-------- Records

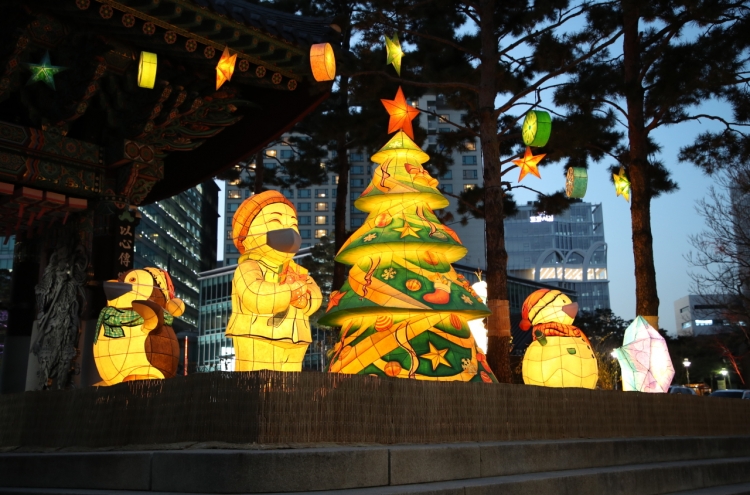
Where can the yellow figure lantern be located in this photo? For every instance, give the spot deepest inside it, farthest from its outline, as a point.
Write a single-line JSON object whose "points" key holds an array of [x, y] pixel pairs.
{"points": [[394, 54], [135, 339], [225, 67], [272, 297], [323, 62], [622, 184], [404, 311], [561, 355], [147, 70]]}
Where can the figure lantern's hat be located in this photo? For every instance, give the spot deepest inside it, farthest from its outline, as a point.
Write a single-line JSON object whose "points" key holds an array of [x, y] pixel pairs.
{"points": [[248, 210]]}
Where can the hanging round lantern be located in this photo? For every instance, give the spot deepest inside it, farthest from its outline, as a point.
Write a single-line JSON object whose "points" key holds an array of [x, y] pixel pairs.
{"points": [[322, 62], [536, 128], [576, 182]]}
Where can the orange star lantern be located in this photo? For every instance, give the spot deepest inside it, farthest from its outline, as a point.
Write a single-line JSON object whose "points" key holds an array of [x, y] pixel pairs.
{"points": [[401, 114], [528, 164], [225, 67]]}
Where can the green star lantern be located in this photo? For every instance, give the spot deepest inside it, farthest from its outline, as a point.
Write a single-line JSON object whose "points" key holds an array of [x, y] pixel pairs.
{"points": [[536, 128], [44, 71]]}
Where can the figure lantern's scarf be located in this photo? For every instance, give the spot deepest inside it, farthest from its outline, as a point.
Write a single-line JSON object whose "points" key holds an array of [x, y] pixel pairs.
{"points": [[404, 311]]}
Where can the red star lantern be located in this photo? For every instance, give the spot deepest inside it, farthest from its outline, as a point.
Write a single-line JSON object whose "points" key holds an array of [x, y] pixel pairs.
{"points": [[225, 67], [528, 164], [401, 114]]}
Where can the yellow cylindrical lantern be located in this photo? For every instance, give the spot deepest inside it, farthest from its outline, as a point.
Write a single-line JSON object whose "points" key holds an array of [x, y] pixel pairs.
{"points": [[323, 62], [147, 70]]}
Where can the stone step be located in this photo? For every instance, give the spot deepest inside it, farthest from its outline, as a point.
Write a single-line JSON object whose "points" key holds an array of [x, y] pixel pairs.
{"points": [[699, 477], [739, 489], [394, 469]]}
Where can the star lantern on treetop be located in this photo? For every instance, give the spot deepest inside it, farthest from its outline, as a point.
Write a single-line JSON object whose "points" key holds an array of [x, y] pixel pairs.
{"points": [[394, 52], [622, 184], [401, 114], [528, 164], [225, 67], [44, 71]]}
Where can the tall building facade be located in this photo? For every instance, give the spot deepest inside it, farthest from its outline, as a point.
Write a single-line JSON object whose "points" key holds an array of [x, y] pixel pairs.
{"points": [[566, 250], [179, 235], [704, 315]]}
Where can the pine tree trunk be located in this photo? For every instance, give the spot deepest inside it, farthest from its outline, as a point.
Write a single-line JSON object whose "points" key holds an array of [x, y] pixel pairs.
{"points": [[498, 324], [259, 169], [646, 297], [339, 269]]}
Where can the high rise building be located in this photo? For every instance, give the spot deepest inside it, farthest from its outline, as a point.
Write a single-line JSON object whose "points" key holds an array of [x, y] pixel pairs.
{"points": [[179, 235], [566, 250]]}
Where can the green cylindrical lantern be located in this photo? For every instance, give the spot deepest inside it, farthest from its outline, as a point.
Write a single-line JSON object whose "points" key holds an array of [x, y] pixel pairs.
{"points": [[536, 128], [576, 182]]}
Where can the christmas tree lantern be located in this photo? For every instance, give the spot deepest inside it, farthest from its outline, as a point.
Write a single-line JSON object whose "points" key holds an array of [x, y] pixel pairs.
{"points": [[536, 128], [225, 67], [135, 339], [644, 359], [404, 311], [560, 355], [576, 182], [272, 296], [147, 70], [323, 62]]}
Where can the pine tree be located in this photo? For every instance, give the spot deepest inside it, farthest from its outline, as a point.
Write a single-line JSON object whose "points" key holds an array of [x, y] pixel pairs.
{"points": [[675, 56], [403, 311]]}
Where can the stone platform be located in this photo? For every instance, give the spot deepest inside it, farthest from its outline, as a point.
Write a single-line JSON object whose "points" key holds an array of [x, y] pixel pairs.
{"points": [[640, 466]]}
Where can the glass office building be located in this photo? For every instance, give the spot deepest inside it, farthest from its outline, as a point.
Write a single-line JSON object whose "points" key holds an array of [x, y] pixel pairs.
{"points": [[564, 251], [179, 235]]}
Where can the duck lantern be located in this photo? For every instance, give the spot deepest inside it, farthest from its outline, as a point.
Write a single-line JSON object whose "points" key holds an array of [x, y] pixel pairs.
{"points": [[560, 355], [135, 339], [272, 296]]}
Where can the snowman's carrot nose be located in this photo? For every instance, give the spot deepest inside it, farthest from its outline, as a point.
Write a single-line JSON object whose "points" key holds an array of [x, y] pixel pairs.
{"points": [[571, 309]]}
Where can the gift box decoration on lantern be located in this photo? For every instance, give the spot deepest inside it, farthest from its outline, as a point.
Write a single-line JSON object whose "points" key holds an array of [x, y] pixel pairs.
{"points": [[404, 311], [272, 296], [644, 359], [135, 339], [560, 355]]}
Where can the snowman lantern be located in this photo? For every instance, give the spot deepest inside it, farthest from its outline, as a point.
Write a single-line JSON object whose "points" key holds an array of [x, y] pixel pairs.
{"points": [[272, 296]]}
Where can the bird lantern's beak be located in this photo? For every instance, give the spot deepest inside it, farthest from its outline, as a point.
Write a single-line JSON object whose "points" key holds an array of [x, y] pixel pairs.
{"points": [[571, 309], [113, 289]]}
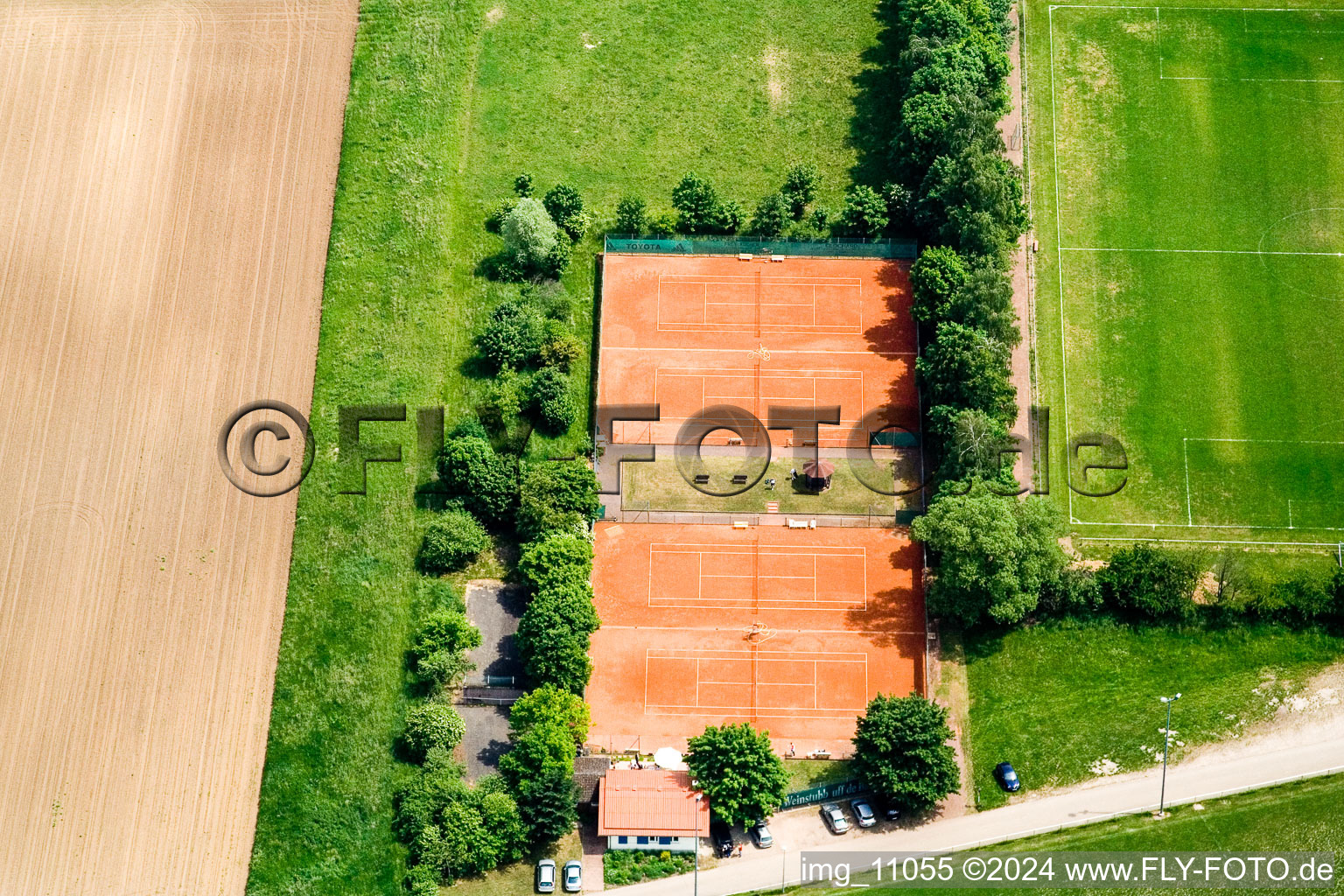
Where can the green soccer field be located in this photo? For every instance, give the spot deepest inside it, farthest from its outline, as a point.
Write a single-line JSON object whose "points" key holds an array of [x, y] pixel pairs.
{"points": [[1187, 187]]}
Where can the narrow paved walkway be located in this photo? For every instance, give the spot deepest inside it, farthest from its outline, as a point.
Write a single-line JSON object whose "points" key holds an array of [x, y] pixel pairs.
{"points": [[1013, 130], [1233, 766]]}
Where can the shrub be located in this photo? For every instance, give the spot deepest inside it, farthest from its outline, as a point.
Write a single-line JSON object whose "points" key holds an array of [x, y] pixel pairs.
{"points": [[559, 346], [632, 215], [1152, 582], [696, 203], [512, 335], [433, 724], [566, 208], [558, 258], [549, 401], [484, 481], [800, 188], [770, 216], [437, 654], [529, 234], [495, 220], [864, 213], [451, 542], [900, 751]]}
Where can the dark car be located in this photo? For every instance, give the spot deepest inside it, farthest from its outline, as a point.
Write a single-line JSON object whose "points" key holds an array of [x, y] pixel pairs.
{"points": [[835, 818], [722, 838]]}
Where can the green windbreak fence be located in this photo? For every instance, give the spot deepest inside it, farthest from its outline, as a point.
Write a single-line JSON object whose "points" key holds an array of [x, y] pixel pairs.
{"points": [[840, 248], [824, 793]]}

----------------

Objective
Transcribe the whole listing, character for character, but not its images.

Solution to the problem
Where can the yellow figure lantern be located in this photo? For every instance, give the spot deepest inside it, farthest from its outline, as a point.
Write a single-line JSON object whose "points" key holds an array of [x, y] pixel pairs.
{"points": [[394, 54], [135, 339], [225, 67], [272, 297], [323, 62], [622, 184], [404, 311], [561, 355], [147, 70]]}
Where can the figure lantern's hat be located in this photo? For every instance, give the spot deepest inside it, farthest from its outline, as a point.
Write a single-line JSON object whose "points" key holds an array of [x, y] pixel pairs.
{"points": [[248, 210]]}
Where can the hanging round lantern be located in this photo? For every instance, give the spot deepest inside it, farthest from its outline, as a point.
Write a single-line JSON object whose "points" key holds an array of [x, y] pixel pairs.
{"points": [[322, 62], [536, 128], [576, 182]]}
Where can the orange star lantern be located in this photo? For every instance, give the spot deepest inside it, farthest from its outline, as a point.
Write a single-line JSON object whose "points" key holds an array of [x, y] pixel pairs.
{"points": [[401, 114], [528, 164], [225, 67]]}
Where can the green star lantern be located in this photo? For every instance, give the spot deepest inside it, farthest from its outline, as a point.
Write a single-line JSON object whose "points" key holds an array of [x, y] pixel pairs.
{"points": [[536, 128], [44, 71]]}
Where can the figure lantern's scarf be located in this photo? For every instance, give the spot deepest inside it, farthest from its outline, as a point.
Write a single-line JSON object whose "points" key holds an array of [x, y] pixel pairs.
{"points": [[404, 311]]}
Where can the red star lantern be located in this photo? For every instance, give the spot deepest inside it, farthest from its outline, as a point.
Write a single-line JSON object whose "points" key holds an array of [x, y] pixel pairs.
{"points": [[225, 67], [528, 164], [401, 114]]}
Where can the yellow cylindrical lantern be located in this photo? For every instance, give the spot deepest inside it, farthest from its outline, as a point.
Write a single-line JSON object whose "points" key holds an array of [x, y] pixel pairs.
{"points": [[323, 62], [147, 70]]}
Where can the stone step be located in this photo? For every instance, give the spot deepest inside it, farthest from its outline, as a point.
Write a single-line JSON object whose "points" key holds an array of [x, y] pixel pairs.
{"points": [[699, 477], [739, 489], [394, 469]]}
Where can the star lantern on treetop be located in this photo? For every instance, give the spot deepest inside it, farthest from its outline, as a point.
Write a single-line JSON object whose "points" key holds an array of [x, y] pixel pairs.
{"points": [[394, 52], [622, 184], [401, 114], [528, 164], [225, 67], [44, 71]]}
Where can the tall building facade be located in this photo? For every instance, give the spot deepest inside it, farthest from its outline, as a point.
Write a single-line JSON object whose "points" key holds an array of [x, y] pixel pairs.
{"points": [[566, 250], [179, 235], [704, 315]]}
Where can the pine tree trunk be located in this photo? For every instance, give the spot deepest inside it, farthest from its outline, as a point.
Write a single-line JSON object whose "points" key holds an array of [x, y] pixel pairs.
{"points": [[498, 324], [259, 169], [646, 297], [339, 269]]}
Where can the high rise building be located in this photo? For every instance, give the spot deepest inside it, farthest from its outline, as a point.
Write a single-line JSON object whose "points" key holds an array of [x, y] pixel pairs.
{"points": [[179, 235], [566, 250]]}
Where can the green cylindrical lantern be located in this photo? For every instance, give the spot deepest inside it, farthest from its outline, as a point.
Write a single-line JSON object whose "points" key holds an array of [x, y] pixel pairs.
{"points": [[536, 128], [576, 182]]}
Where can the christmas tree lantern be located in this photo? For every instance, give the spot deepest inside it, farthest from its outline, as a point.
Write a single-line JSON object whose "points" key holds an array of [x, y] pixel pairs.
{"points": [[536, 128], [225, 67], [135, 339], [644, 359], [404, 311], [560, 355], [576, 182], [272, 296], [147, 70], [323, 62]]}
Where can the pine tree be located in this photo? For every instance, give the spot deepest inside it, farthest from its outline, as a point.
Write a single-line JSON object whose "points" key holds an array of [x, y] pixel pairs.
{"points": [[675, 56], [403, 311]]}
Where can the stone platform be located in this photo? For every instance, give the spot deepest inside it, farthest from its outline, as a point.
Write a single-line JSON object whose "points" key holds an array of [x, y] pixel pairs.
{"points": [[640, 466]]}
Where can the glass office building be located in this photo? For every instance, give the spot deepest inside it, farthest from its outline, as a point.
Write a single-line JSON object whose "points" key holds an array of [x, y] pixel pairs.
{"points": [[564, 251], [179, 235]]}
Where can the duck lantern be located in this photo? For every instance, give the spot deepest inside it, farthest from its outline, as a point.
Write a single-line JSON object whose "points" key holds an array of [x, y] pixel pairs.
{"points": [[560, 355], [135, 339], [272, 296]]}
Where can the snowman's carrot nose be located in this photo? For every instance, give the spot deepest inside it, farthest from its outline, as a point.
Write a single-line JSON object whose "points" key holds an array of [x, y] pixel pairs.
{"points": [[571, 309]]}
Where can the gift box decoration on lantern be located in this photo? For every instance, give the spot deepest inside it, farthest from its outline, as a point.
Write a single-line JSON object whose "points" key holds an array of [x, y] pixel pairs.
{"points": [[404, 311], [272, 296], [644, 359], [135, 339], [560, 355]]}
Where can the snowman lantern be located in this photo? For every instance, give the spot deepest inside it, farthest from its outline, as a point.
Write a single-line JSON object whose "points" key holds an array of [x, y] pixel pairs.
{"points": [[272, 296]]}
Where can the bird lantern's beak be located in this photo? For every instance, give the spot deepest inside it, farthest from its outline, as a point.
Write a single-line JSON object whose "points" key holds an array of [x, y] pixel pairs.
{"points": [[571, 309], [113, 289]]}
Where can the green soccer field be located in this photo? For every instance, give the spot deepest inside it, farthest from its outline, as a point.
Write a single-line JSON object whose "points" key holds an array of [x, y] pixel pairs.
{"points": [[1187, 187]]}
Where can the narrow paved walkway be located in this photo? For every instance, give the spot deepest inside it, farthest from its outline, as a point.
Write a single-line JSON object whose "points" key holds an array of [x, y] pixel pairs.
{"points": [[1013, 130], [1233, 766]]}
Where can the shrub be located in this photo? For every instance, give the spot deepest inside it, farthest from its outline, as a point.
Write a single-line JSON object whose "points" key holds an array of [x, y] pixel pairs.
{"points": [[559, 346], [632, 215], [1152, 582], [696, 203], [512, 335], [433, 724], [566, 208], [558, 258], [549, 401], [484, 481], [800, 188], [770, 216], [437, 654], [529, 234], [495, 220], [864, 213], [451, 542], [900, 751]]}
Where can the dark car be located in this photo? For every instance, give the spot deepest inside it, farthest from its outline, as a point.
Write a single-line JSON object whose "points" key holds an array of [x, y] pixel pairs.
{"points": [[835, 818], [722, 838]]}
Where can the green windbreak fence be located in this photo? For every instance, give the spot deepest inside it, farthest from its outline, as a point.
Write a single-line JSON object whose "points" key holds an array of [x, y] pixel pairs.
{"points": [[840, 248], [824, 793]]}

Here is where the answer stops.